TASK TO COMPLETE: Leave out the pictures and print the rest of the entries exactly as they stand.

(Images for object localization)
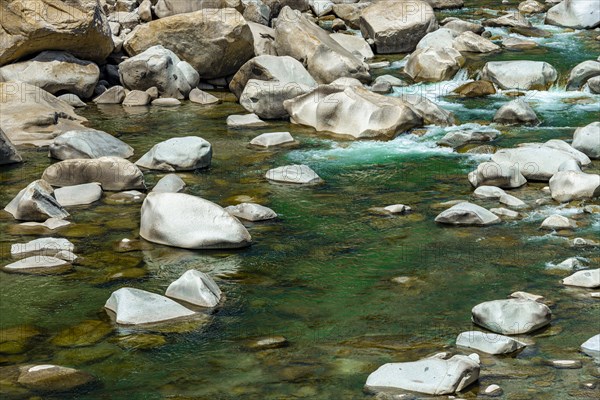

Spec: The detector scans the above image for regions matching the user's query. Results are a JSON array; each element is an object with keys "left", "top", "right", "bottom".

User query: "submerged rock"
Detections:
[
  {"left": 136, "top": 137, "right": 212, "bottom": 171},
  {"left": 49, "top": 129, "right": 134, "bottom": 160},
  {"left": 365, "top": 354, "right": 480, "bottom": 395},
  {"left": 42, "top": 157, "right": 145, "bottom": 191},
  {"left": 51, "top": 320, "right": 113, "bottom": 348},
  {"left": 4, "top": 180, "right": 69, "bottom": 221},
  {"left": 105, "top": 287, "right": 195, "bottom": 325},
  {"left": 456, "top": 331, "right": 526, "bottom": 354},
  {"left": 471, "top": 299, "right": 552, "bottom": 335},
  {"left": 359, "top": 0, "right": 438, "bottom": 54},
  {"left": 438, "top": 129, "right": 498, "bottom": 148},
  {"left": 140, "top": 193, "right": 252, "bottom": 249},
  {"left": 17, "top": 364, "right": 96, "bottom": 393},
  {"left": 265, "top": 165, "right": 323, "bottom": 185},
  {"left": 435, "top": 202, "right": 501, "bottom": 226},
  {"left": 562, "top": 269, "right": 600, "bottom": 288},
  {"left": 225, "top": 203, "right": 278, "bottom": 221},
  {"left": 166, "top": 269, "right": 222, "bottom": 307},
  {"left": 3, "top": 257, "right": 71, "bottom": 274},
  {"left": 11, "top": 238, "right": 74, "bottom": 258},
  {"left": 480, "top": 61, "right": 557, "bottom": 90}
]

RESULT:
Spec: The detector scans the above image for regions matching the user's query. Results are a JSON array; each element is an object with keys "left", "top", "right", "bottom".

User query: "submerged rock"
Detections:
[
  {"left": 136, "top": 137, "right": 212, "bottom": 171},
  {"left": 49, "top": 129, "right": 134, "bottom": 160},
  {"left": 365, "top": 354, "right": 480, "bottom": 395},
  {"left": 42, "top": 157, "right": 145, "bottom": 191},
  {"left": 51, "top": 320, "right": 113, "bottom": 348},
  {"left": 4, "top": 180, "right": 69, "bottom": 221},
  {"left": 105, "top": 287, "right": 195, "bottom": 325},
  {"left": 456, "top": 331, "right": 526, "bottom": 354},
  {"left": 471, "top": 299, "right": 552, "bottom": 335},
  {"left": 359, "top": 0, "right": 438, "bottom": 54},
  {"left": 438, "top": 129, "right": 498, "bottom": 148},
  {"left": 140, "top": 193, "right": 252, "bottom": 249},
  {"left": 17, "top": 364, "right": 96, "bottom": 393},
  {"left": 265, "top": 165, "right": 323, "bottom": 185},
  {"left": 435, "top": 202, "right": 501, "bottom": 226},
  {"left": 562, "top": 269, "right": 600, "bottom": 288},
  {"left": 225, "top": 203, "right": 278, "bottom": 221},
  {"left": 166, "top": 269, "right": 222, "bottom": 307},
  {"left": 3, "top": 257, "right": 71, "bottom": 274},
  {"left": 11, "top": 238, "right": 74, "bottom": 258},
  {"left": 480, "top": 61, "right": 557, "bottom": 90}
]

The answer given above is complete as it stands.